• _WORK TO DO_:
Copy out verbatim every line below from the one containing "Each instance of the denim" down to the one containing "163], [91, 158]]]", including both of those lines.

++++ PROVIDED DATA ++++

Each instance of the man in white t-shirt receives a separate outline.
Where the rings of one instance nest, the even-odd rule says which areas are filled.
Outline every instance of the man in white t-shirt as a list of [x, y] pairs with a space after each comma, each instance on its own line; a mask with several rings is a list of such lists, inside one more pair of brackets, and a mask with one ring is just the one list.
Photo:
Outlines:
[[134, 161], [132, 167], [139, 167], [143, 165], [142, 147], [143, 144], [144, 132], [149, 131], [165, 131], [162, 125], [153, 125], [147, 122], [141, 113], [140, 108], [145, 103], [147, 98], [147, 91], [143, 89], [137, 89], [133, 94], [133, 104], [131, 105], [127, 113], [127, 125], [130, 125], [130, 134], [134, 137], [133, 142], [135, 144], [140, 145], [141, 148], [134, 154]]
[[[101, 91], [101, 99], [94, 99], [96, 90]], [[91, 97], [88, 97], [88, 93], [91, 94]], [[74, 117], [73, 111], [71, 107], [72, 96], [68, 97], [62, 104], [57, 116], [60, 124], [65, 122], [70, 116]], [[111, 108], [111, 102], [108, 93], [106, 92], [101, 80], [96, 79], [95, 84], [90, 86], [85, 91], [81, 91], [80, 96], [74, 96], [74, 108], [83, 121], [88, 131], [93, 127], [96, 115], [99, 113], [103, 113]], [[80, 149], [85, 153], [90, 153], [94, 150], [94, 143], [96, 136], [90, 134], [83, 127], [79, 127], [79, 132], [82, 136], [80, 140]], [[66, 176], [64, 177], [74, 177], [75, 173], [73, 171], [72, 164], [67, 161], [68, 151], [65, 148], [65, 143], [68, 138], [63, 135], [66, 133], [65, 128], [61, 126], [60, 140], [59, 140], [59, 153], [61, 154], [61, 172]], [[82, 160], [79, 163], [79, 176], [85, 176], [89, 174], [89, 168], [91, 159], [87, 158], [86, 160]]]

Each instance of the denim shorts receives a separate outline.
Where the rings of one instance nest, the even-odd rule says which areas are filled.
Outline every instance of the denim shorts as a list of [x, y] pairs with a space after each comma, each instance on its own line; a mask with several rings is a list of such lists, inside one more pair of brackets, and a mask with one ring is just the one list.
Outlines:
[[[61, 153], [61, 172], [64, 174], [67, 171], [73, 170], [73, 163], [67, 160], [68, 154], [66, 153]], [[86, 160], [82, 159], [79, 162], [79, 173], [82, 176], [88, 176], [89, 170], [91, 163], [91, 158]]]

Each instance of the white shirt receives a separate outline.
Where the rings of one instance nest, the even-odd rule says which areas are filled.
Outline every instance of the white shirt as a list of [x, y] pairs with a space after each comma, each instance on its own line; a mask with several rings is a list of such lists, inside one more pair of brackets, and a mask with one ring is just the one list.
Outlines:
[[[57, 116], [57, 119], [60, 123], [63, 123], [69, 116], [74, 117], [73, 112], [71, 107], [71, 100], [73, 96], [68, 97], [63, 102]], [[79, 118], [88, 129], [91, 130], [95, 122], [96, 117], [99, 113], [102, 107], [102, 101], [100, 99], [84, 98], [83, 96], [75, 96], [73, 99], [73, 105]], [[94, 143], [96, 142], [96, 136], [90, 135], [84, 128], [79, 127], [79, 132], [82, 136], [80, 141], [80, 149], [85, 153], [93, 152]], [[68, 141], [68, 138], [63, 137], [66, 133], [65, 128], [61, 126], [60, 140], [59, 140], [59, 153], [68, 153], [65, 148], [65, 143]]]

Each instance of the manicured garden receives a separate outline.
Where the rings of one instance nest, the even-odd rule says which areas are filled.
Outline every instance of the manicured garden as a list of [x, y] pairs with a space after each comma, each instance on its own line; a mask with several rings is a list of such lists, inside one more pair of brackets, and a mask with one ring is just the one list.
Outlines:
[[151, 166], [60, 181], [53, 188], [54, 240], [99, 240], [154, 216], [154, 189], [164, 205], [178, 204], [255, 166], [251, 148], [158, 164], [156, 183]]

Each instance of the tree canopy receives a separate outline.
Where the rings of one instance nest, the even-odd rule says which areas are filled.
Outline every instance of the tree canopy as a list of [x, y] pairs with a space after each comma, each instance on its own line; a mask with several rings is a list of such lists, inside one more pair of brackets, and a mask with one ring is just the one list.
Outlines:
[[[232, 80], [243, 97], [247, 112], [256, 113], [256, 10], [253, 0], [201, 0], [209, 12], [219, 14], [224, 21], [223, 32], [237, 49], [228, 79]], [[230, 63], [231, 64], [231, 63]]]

++++

• _FULL ANSWER_:
Each instance of the denim shorts receives a separate outline.
Where the rings of one instance nest, the even-odd rule says which areas are filled.
Outline every instance of the denim shorts as a list of [x, y] pairs with a space after each comma, each instance on its own line; a mask with several rings is a list of such lists, inside one more pair of brackets, and a mask with one ring is just the one list.
Outlines:
[[[61, 153], [61, 172], [64, 174], [67, 171], [73, 170], [73, 163], [67, 160], [68, 154], [66, 153]], [[86, 160], [82, 159], [79, 162], [79, 173], [82, 176], [88, 176], [89, 170], [91, 163], [91, 158]]]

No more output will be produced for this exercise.